— TO DO —
Would you please copy each line of the listing that mentions "form"?

— RECORDS PROVIDED —
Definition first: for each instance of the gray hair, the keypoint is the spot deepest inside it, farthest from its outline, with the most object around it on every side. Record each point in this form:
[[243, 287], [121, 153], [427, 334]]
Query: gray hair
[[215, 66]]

==

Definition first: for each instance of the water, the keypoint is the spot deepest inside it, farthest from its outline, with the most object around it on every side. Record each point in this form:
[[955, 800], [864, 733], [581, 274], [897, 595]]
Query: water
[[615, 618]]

— RESPONSE TO THE EXERCISE —
Definition first: for each instance of the gray hair, the keypoint is the spot deepest inside it, farthest from its outline, with the most object around it on every side. Record each point in this form:
Definition first: for each instance of the water, the keypoint is the spot deepest inside it, farthest from its outline, with the most object around it on every side. Record each point in this form:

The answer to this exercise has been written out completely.